CONSIGNE:
Citez fidèlement le passage du texte sur l'opposition à la venue d'Eric Zemmour à Genève, de "Du côté des" à "le site renverse.co.".

BLOC DE TEXTE:
Redoublant cette pétition, une lettre ouverte a été adressée aux autorités par le député socialiste, Emmanuel Deonna, et cosignée par une soixantaine de personnalités politiques dont le conseiller national du même parti, Christian Dandrès ou Jean Ziegler. Elle dénonce les prises de position racistes, sexistes, anti-musulmanes, antisémites ou homophobes, du journaliste. «Cette personne a été condamnée à de nombreuses reprises par l’opinion publique européenne, et par les tribunaux français, pour provocation à la discrimination raciale et incitation à la haine religieuse. Eric Zemmour distille depuis longtemps et sans vergogne sur les plateaux de télévision et dans les autres médias des propos dont certains vont à l’encontre de l’art. 261 bis du Code pénal suisse», relève la missive, qui se félicite que la Ville ait refusé la tenue d’un débat entre lui et l’avocat Marc Bonnant au restaurant des Eaux-Vives. La lettre demande que le Canton ne contribue pas à l’accueil du personnage sur leur territoire genevois.

Du côté des milieux antifascistes comme Action Antifasciste Genève ou du Collectif 8 Mars pour un féminisme révolutionnaire ou de la mouvance alternative comme le Silure, soutenus par les syndicats ou partis comme celui du Travail, on a décidé de se passer du soutien de la Ville ou du Canton. Et on tentera d’empêcher la venue d’Eric Zemmour, à l’occasion d’une manifestation le 24 novembre en soirée. «Ce personnage est devenu la figure et le porte-parole des idées d’extrême droite en France; de plateaux télé en plateaux télé. Il prône une société dirigée par des hommes, blancs, «bons français», et dont les personnes étrangères, racisées sont exclues», précise le mouvement sur le site renverse.co.

«Il est nécessaire que les forces qui veulent s’opposer aux idées que Zemmour et son monde véhiculent, et à la menace qu’ils représentent, se réunissent pour empêcher sa venue. Il faut faire la démonstration, dans la rue, massivement, du fait que ces idées – celles que prônent Zemmour et le multimillionnaire Bonnant – n’ont pas droit de cité. C’est une mobilisation indispensable aujourd’hui pour éviter de devoir, à plus ou moins long terme, faire face aux fruits amers de la banalisation du fascisme et du racisme», martèle le mouvement, tout en affûtant ses tags vengeurs dans la rue.

MATÉRIEL FOURNI:
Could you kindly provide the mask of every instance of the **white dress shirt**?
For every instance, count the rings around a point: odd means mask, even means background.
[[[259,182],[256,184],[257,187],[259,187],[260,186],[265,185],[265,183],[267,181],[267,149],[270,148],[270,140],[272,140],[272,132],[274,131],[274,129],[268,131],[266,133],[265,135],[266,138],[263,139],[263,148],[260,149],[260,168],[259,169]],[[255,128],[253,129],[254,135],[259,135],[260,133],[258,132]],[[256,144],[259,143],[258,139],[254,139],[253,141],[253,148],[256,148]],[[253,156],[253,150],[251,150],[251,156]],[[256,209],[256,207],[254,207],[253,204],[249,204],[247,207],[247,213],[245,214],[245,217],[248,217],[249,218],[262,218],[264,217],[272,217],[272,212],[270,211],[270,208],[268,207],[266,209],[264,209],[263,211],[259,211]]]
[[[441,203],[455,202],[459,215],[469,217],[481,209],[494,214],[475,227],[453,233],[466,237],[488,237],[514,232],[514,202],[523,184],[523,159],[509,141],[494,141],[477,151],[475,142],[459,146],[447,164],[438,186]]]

RÉSULTAT:
Du côté des milieux antifascistes comme Action Antifasciste Genève ou du Collectif 8 Mars pour un féminisme révolutionnaire ou de la mouvance alternative comme le Silure, soutenus par les syndicats ou partis comme celui du Travail, on a décidé de se passer du soutien de la Ville ou du Canton. Et on tentera d’empêcher la venue d’Eric Zemmour, à l’occasion d’une manifestation le 24 novembre en soirée. «Ce personnage est devenu la figure et le porte-parole des idées d’extrême droite en France; de plateaux télé en plateaux télé. Il prône une société dirigée par des hommes, blancs, «bons français», et dont les personnes étrangères, racisées sont exclues», précise le mouvement sur le site renverse.co.